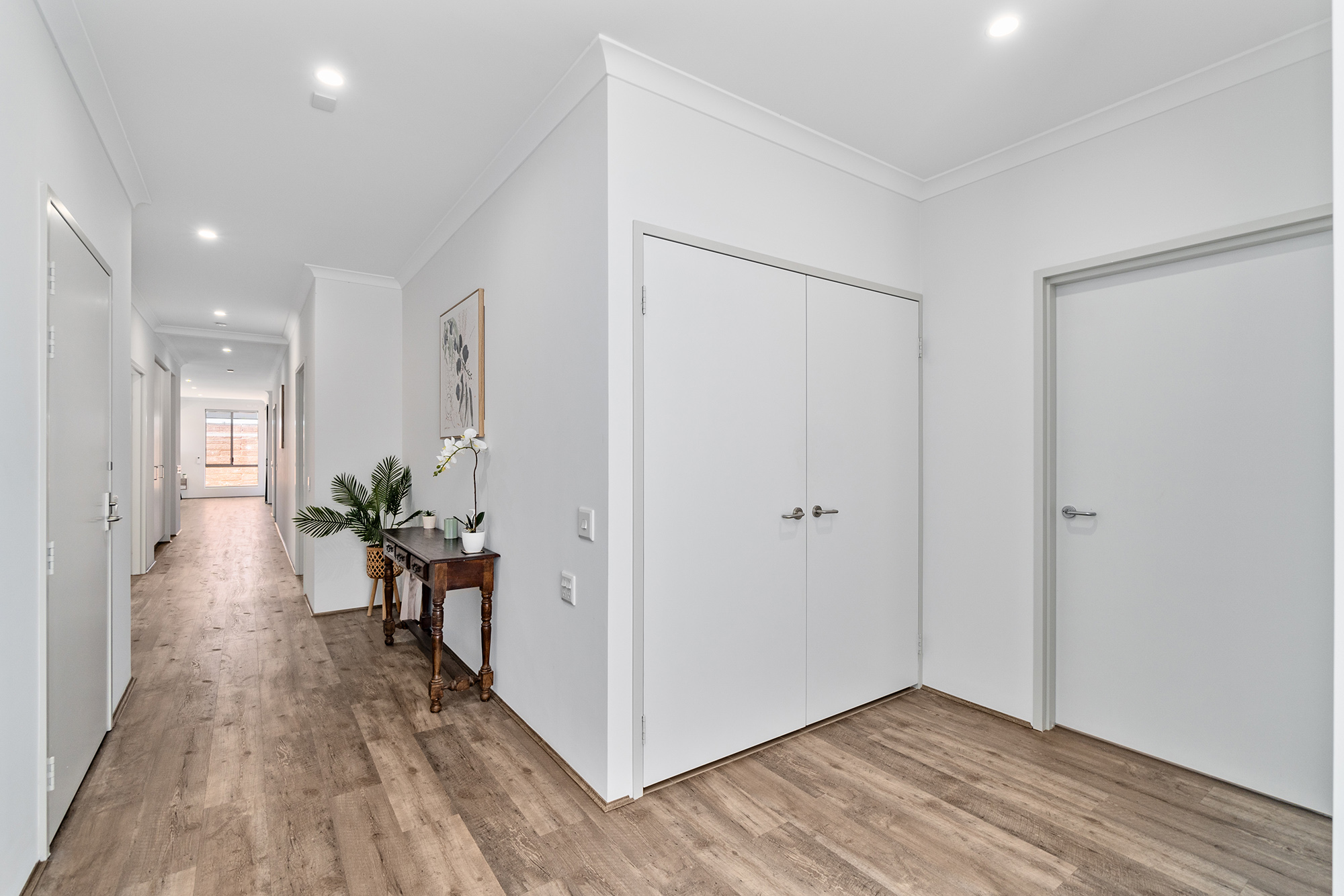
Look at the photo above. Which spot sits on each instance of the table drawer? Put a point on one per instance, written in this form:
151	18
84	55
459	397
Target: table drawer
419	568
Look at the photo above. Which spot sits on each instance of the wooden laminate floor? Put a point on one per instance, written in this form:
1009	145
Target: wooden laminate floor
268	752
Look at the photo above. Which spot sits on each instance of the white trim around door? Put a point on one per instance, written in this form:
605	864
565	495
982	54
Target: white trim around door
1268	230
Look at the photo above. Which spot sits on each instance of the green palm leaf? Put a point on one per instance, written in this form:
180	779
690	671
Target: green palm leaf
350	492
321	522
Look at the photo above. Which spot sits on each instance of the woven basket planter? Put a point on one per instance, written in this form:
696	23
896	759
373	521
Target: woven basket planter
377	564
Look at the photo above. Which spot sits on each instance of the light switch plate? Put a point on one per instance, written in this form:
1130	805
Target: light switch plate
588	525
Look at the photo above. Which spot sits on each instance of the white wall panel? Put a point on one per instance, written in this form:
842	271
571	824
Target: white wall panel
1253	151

● Short task
Pictures are to be left out; repeat all the remaining data exactly.

● Answer for this exercise
Look at the photo above. Which spot sits on each instance of the table drawer? Put a point on one per instance, written in this form:
151	18
84	55
459	397
Target: table drawer
419	568
Look at the photo above. Which spot sits on each instance of the wooden laminate floor? Put a point on one per instance, written in this form:
1009	145
Target: wooden laminate floor
268	752
Look at the photo above. Which spot sits on each instance of the white trim around door? Put a point on one per instance, written in this form:
605	864
565	495
982	54
Target: white trim around door
1268	230
Look at the photo above. Which spot sits on each instance of the green palm leaf? Put a point on one per instance, written in this form:
180	779
690	671
Target: green palm leaf
350	492
321	522
Look at the photo above. Which spot sits on each instance of the woven basket planter? Put a point on one per instance, written in this form:
696	23
896	759
373	521
Target: woven basket planter
377	564
Look at the photo above. Which spot sits on each instance of the light switch plate? Put a point on one per instance, written in this form:
1130	805
Target: light switch plate
588	525
Look at the photo above. Which spot sits on each instance of the white wall panel? Put a point on one per instance, written in this form:
842	271
571	824
Target: white wall panel
1253	151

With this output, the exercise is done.